Rewrite from scratch.

  • Breaking changes
    • removed support for python2.7 and lower.
    • removed support for python3.4 and lower.
    • the config format completely changed. Read the docs/ for more.
    • everything changed ... due to a complete rewrite. Read the docs/dev/ for more.
  • Added
    • publishing to PyPI
    • image crawler for "picsum"
    • image crawler "dummy"
    • documentation in docs/
    • setup.py-based packaging support - for PIP
    • testing support via pytest and test coverage report via coverage
    • code style tests via flake8, mypy and extensions for those - also added them to tox-based automatisation
    • tox-based automatisation for testing
    • CI tests for tox-based tests on py35, py36, py37, py38 - via github actions
    • version history file HISTORY.md
  • Modified
    • README.md to match current implementation
    • web UI to match latest web serve specs* rewrote from scratch
    • config system - now using YAML file format
    • core image crawler architecture
    • core server
    • web server
    • command line interface
    • reddit crawler
  • Removed
    • Some image crawlers were removed, so they can be rewritten from scratch.

--------------------------------

Required task 1
In the listing below, locate every line containing the word "photo" and copy each one out. Case counts.

[Point placement listing]
--------------------------------

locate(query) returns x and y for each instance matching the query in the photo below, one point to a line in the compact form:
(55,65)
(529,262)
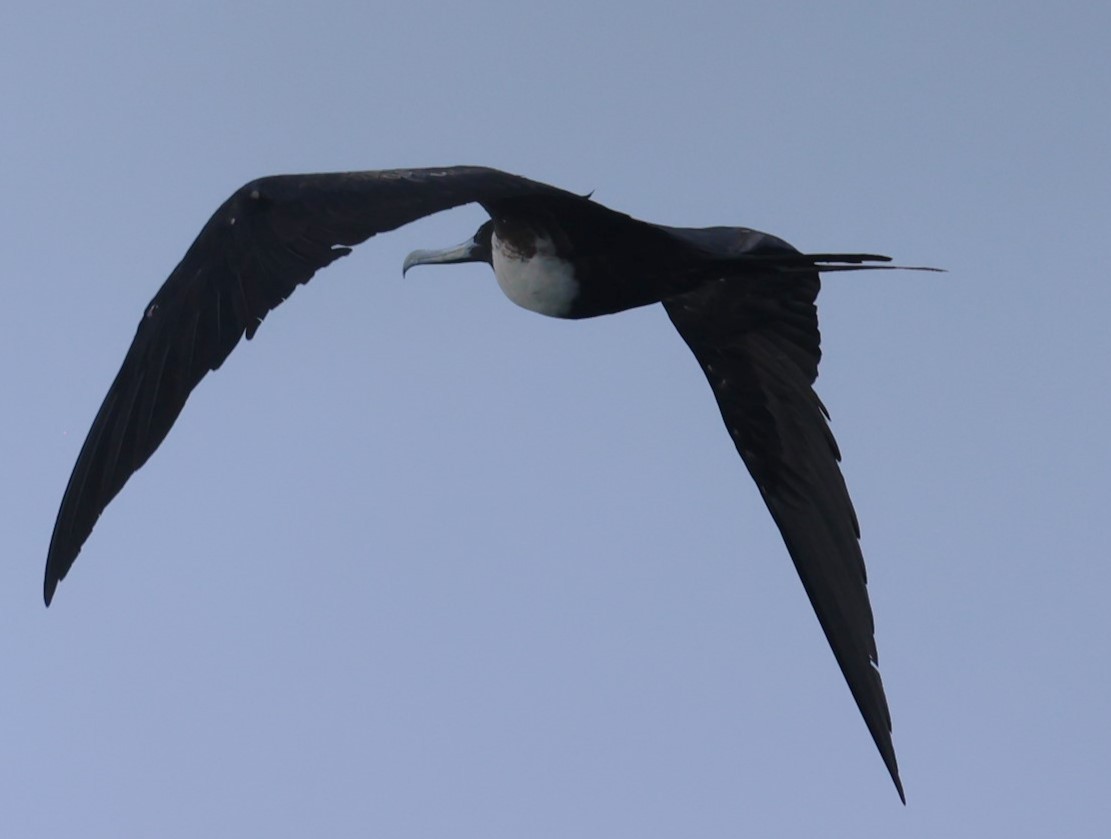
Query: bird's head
(476,249)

--------------------------------

Required task 2
Condense the section of the changelog headed "Added" into a shorter list that keeps its main facts.

Solution 1
locate(query) returns x and y for each instance matching the query in the photo below, one point to a line in the compact form:

Solution 2
- Publishing to PyPI
- New "picsum" and "dummy" image crawlers
- Documentation in docs/
- setup.py packaging for PIP
- Testing with pytest and coverage reports via coverage
- Code style tests with flake8, mypy and their extensions
- Tox-based automation for tests and style checks
- CI tests on py35 through py38 via GitHub Actions
- Version history file HISTORY.md